Below are records; transcribe only the line with "of the thin" and those after it, through the last line, without any change.

-- Entries shown start --

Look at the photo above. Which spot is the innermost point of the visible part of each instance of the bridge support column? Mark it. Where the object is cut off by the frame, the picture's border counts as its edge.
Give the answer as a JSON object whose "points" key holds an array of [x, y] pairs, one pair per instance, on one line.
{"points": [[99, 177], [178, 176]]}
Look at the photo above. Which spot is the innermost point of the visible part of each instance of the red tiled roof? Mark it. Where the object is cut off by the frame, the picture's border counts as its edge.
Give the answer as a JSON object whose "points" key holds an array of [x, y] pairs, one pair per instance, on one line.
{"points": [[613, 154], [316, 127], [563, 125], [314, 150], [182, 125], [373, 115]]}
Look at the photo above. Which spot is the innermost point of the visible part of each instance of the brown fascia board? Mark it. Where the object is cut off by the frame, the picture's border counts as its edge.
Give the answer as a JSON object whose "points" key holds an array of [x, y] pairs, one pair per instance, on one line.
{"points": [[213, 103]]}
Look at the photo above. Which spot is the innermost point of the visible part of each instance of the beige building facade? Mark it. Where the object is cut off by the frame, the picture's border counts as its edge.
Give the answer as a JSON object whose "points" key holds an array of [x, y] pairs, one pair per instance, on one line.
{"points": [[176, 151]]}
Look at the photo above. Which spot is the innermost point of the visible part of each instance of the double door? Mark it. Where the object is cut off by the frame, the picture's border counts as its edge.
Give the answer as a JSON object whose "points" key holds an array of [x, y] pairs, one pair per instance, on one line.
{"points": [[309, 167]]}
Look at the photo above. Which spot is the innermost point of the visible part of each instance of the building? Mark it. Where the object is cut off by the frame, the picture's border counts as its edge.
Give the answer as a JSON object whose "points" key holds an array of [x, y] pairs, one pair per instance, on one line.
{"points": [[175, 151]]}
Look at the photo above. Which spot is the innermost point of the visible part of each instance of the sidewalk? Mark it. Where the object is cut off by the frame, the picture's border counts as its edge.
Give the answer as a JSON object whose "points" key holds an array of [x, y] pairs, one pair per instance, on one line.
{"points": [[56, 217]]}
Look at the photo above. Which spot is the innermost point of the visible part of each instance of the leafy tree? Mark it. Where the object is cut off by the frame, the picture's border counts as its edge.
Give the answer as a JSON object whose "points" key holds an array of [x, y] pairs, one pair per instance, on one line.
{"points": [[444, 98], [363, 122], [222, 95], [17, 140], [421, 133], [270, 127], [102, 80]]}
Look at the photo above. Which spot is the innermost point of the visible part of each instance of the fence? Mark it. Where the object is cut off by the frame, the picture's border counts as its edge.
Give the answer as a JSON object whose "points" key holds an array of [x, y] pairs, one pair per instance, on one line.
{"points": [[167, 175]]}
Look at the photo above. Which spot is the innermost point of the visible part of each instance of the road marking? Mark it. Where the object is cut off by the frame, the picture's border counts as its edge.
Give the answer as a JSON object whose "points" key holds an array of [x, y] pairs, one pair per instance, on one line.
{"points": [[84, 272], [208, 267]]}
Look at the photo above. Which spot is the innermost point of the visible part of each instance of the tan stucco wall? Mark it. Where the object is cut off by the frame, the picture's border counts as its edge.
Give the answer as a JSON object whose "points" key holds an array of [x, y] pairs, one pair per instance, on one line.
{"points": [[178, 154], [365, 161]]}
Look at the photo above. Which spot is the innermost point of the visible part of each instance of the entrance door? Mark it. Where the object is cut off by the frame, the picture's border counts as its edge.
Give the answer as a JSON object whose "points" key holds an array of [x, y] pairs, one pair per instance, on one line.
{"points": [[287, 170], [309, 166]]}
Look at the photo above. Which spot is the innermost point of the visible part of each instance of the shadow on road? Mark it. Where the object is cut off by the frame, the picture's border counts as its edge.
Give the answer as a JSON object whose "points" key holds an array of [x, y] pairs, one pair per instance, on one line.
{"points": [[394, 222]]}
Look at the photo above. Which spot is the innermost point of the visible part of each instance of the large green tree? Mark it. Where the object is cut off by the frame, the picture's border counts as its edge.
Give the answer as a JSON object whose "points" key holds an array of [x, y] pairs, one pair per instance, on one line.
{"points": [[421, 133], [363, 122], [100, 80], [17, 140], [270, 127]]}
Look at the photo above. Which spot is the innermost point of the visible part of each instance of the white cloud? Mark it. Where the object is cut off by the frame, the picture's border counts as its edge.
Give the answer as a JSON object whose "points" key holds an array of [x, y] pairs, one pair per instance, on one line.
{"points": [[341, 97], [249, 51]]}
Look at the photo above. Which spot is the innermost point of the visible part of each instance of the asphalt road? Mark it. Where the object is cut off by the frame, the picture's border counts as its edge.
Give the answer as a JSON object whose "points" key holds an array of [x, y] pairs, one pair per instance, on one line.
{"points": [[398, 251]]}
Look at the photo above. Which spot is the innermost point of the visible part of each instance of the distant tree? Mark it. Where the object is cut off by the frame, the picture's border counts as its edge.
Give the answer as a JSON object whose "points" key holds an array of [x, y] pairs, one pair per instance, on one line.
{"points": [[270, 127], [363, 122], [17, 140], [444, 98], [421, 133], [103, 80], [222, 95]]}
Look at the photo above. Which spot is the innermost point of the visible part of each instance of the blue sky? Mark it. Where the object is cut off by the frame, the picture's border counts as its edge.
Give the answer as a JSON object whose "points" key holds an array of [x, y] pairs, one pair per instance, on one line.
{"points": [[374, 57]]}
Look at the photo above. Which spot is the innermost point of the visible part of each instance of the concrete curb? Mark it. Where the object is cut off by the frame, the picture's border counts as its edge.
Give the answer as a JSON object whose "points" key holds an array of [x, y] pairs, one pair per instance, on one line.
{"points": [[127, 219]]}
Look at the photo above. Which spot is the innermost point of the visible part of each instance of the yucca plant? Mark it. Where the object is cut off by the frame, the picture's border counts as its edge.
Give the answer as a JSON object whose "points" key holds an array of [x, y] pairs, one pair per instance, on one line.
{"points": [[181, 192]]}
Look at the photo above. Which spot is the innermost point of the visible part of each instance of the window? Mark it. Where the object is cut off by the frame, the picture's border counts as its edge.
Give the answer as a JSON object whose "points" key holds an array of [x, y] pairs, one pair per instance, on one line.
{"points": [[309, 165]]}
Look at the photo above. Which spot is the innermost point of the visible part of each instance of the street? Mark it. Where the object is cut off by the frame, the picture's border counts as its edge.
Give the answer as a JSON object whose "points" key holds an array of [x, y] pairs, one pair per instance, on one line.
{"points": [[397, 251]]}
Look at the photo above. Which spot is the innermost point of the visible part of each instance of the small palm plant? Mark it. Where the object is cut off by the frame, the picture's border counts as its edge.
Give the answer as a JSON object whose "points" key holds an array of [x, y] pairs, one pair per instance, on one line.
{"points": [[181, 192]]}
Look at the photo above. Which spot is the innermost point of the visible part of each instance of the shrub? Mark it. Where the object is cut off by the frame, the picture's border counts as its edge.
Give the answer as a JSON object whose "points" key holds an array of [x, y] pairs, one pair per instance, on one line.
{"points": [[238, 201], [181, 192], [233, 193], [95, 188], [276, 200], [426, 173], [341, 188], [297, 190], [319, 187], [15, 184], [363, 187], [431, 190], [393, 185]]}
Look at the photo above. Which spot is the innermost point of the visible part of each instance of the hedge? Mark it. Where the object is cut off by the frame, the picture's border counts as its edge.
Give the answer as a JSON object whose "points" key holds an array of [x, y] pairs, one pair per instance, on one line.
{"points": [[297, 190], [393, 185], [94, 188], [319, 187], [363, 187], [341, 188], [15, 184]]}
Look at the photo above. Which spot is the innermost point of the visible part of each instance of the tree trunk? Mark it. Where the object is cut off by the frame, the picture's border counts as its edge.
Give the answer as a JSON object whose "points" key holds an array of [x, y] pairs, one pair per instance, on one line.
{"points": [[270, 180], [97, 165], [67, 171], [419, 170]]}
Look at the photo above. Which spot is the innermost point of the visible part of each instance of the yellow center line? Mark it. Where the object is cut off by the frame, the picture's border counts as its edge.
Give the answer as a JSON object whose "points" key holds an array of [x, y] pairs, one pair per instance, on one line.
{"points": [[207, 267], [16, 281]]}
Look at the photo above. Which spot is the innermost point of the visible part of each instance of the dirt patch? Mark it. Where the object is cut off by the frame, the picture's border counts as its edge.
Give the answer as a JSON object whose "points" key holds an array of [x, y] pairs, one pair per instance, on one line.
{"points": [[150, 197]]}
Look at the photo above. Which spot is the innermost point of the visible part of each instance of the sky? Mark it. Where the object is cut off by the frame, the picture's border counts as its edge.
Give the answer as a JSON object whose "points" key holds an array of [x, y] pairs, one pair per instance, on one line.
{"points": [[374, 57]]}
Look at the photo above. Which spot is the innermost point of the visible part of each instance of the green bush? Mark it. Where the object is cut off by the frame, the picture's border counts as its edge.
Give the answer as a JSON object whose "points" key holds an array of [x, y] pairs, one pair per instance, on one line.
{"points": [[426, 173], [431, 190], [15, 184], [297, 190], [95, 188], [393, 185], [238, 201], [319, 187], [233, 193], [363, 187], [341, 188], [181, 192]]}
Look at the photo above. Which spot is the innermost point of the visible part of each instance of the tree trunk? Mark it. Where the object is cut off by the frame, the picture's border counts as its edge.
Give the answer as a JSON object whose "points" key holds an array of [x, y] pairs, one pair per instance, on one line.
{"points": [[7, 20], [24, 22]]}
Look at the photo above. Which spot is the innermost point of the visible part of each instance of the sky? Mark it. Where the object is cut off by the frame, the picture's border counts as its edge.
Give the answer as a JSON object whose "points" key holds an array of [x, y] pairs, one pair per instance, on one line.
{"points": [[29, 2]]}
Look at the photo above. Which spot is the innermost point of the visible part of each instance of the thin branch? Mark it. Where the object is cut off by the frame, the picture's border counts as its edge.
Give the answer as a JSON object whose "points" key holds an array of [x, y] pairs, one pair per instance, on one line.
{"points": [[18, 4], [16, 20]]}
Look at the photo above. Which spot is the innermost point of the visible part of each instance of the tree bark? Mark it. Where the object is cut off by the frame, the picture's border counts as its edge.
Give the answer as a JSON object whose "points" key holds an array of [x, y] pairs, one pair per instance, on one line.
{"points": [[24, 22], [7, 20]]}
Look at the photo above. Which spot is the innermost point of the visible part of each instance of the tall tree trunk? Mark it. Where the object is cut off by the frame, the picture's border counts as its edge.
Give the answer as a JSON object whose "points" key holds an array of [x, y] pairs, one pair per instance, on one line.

-- Entries shown end --

Completed exercise>
Look at the photo above. Which spot is the innermost point of the visible part of each instance of the thin branch? Mark it. Where the object is cut off by the frame, the picture's border counts as its edge.
Give the answer as a JSON object whose "points" key holds an array of [x, y] pairs, one pair per instance, on one line.
{"points": [[18, 4], [16, 20]]}
Look at the photo above. Which spot is the innermost point of the visible part of each instance of the tree bark? Mark it. Where the object is cut off by the frame, the picture's border counts as its edge.
Give the answer as a JSON object whose "points" key holds an array of [x, y] pairs, one pair per instance, on one line.
{"points": [[24, 22], [7, 20]]}
Look at the photo above. Which spot is the innermost point of the visible part of each instance of the tall tree trunk? Mark it. Where the object is cut off by the frame, the picture's border counts as its edge.
Give the answer as a JSON object whose "points" key holds an array of [x, y] pairs, one pair per instance, on one line.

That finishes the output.